» KUTIPAN TEKS:
HIDUPKATOLIK.com – Kunjungan Paus Fransiskus ke Myanmar dan Bangladesh menjadi kesempatan Takhta Suci mendorong penyelesaian konflik secara damai.
Dwi Harjanto begitu gembira. “Akhirnya bisa melihat Paus Fransiskus secara dekat,” ungkapnya. Dwi mengakui, selama ini hanya bisa menyaksikan Paus lewat televisi dan media sosial. Ada kerinduan agar kelak dapat mengikuti Misa yang dipimpin Paus. Kerinduan itu terpenuhi tahun ini. Dwi adalah salah umat asal Indonesia yang ikut dalam Group Galery Maria ke Yangon, Myanmar. Bersama 42 rekan dalam kelompok pencinta Bunda Maria ini, Dwi mengikuti Misa di Kyaikkasan Ground, Yangon.

» DATA YANG DITAMPILKAN:
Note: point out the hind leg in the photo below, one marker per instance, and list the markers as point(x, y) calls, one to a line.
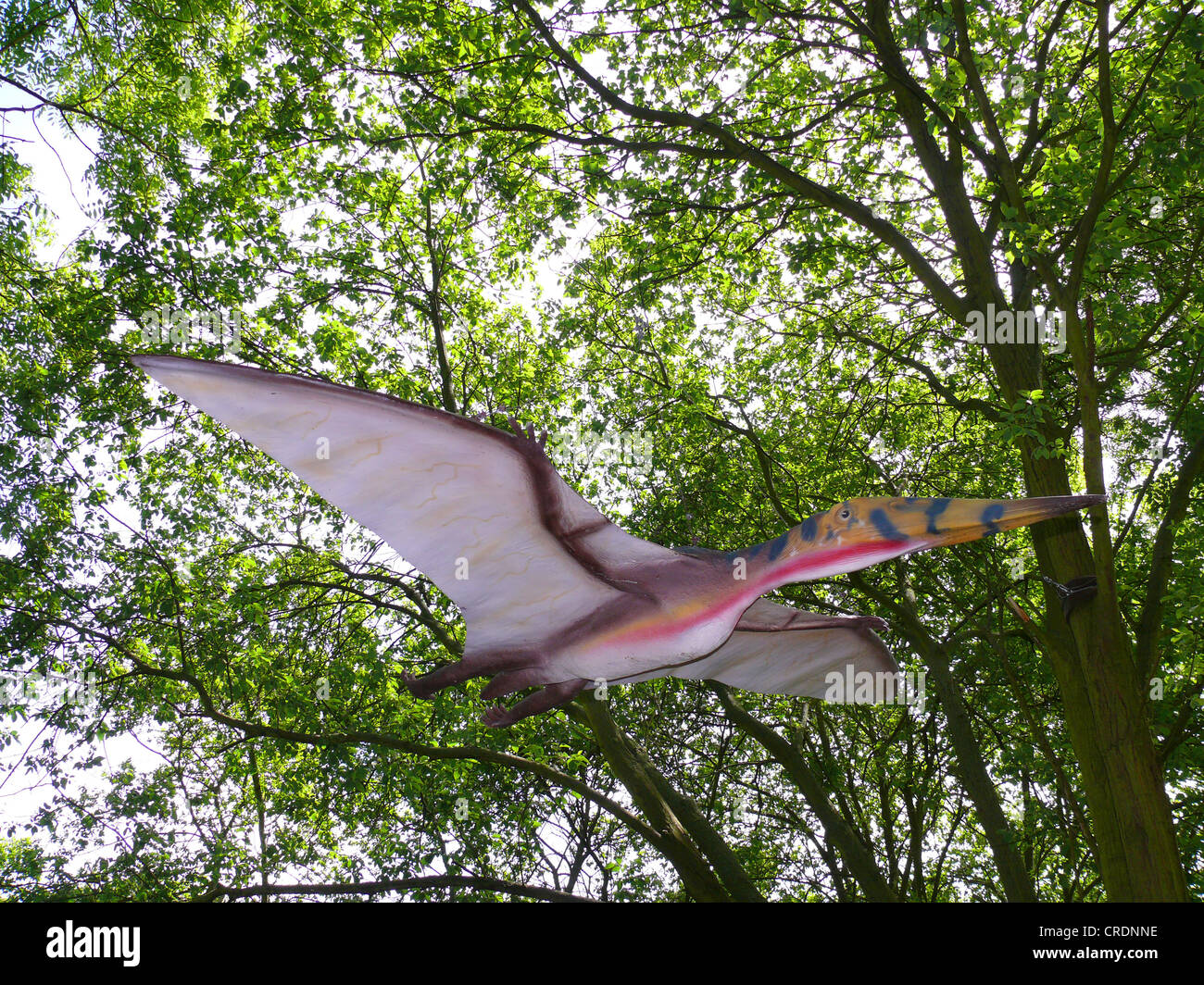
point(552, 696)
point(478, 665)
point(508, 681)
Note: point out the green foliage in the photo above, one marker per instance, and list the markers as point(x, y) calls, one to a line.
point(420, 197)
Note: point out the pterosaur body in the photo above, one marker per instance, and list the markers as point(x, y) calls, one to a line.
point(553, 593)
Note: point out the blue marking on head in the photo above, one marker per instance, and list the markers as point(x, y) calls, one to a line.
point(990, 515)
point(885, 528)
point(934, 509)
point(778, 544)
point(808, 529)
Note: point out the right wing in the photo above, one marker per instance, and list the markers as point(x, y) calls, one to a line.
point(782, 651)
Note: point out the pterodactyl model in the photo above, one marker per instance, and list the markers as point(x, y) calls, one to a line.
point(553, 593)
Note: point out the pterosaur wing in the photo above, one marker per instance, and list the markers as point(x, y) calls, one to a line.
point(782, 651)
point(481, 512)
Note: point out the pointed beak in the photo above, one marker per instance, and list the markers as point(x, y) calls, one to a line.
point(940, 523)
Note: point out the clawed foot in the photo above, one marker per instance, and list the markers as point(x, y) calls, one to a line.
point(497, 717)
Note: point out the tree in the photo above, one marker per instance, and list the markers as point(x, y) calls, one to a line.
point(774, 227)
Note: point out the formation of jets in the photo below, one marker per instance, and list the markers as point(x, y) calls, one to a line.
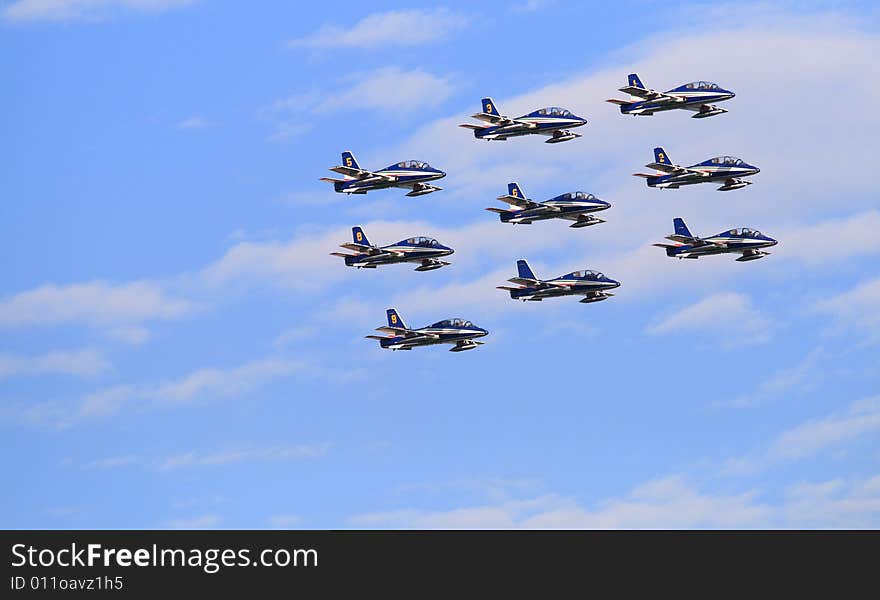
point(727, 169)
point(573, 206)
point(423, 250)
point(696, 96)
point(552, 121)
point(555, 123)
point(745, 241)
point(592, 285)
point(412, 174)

» TUGAS: Tuliskan ulang dengan persis seluruh bagian teks tentang kunjungan Paus Fransiskus, mulai dari "HIDUPKATOLIK.com – Kunjungan" terus ke bawah sampai dengan "Kyaikkasan Ground, Yangon.".

» JAWABAN:
HIDUPKATOLIK.com – Kunjungan Paus Fransiskus ke Myanmar dan Bangladesh menjadi kesempatan Takhta Suci mendorong penyelesaian konflik secara damai.
Dwi Harjanto begitu gembira. “Akhirnya bisa melihat Paus Fransiskus secara dekat,” ungkapnya. Dwi mengakui, selama ini hanya bisa menyaksikan Paus lewat televisi dan media sosial. Ada kerinduan agar kelak dapat mengikuti Misa yang dipimpin Paus. Kerinduan itu terpenuhi tahun ini. Dwi adalah salah umat asal Indonesia yang ikut dalam Group Galery Maria ke Yangon, Myanmar. Bersama 42 rekan dalam kelompok pencinta Bunda Maria ini, Dwi mengikuti Misa di Kyaikkasan Ground, Yangon.